MATERIAL TO PROCESS:
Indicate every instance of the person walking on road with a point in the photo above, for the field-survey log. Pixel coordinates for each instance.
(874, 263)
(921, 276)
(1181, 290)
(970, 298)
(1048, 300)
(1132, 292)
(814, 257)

EXERCISE: All entries must be repeated exactly.

RESPONSE:
Indicate every instance of the person walking on road with a point in the photo above, for the field-survey log. Pixel coordinates for each instance.
(874, 263)
(921, 276)
(1181, 290)
(970, 298)
(1048, 300)
(1132, 292)
(814, 257)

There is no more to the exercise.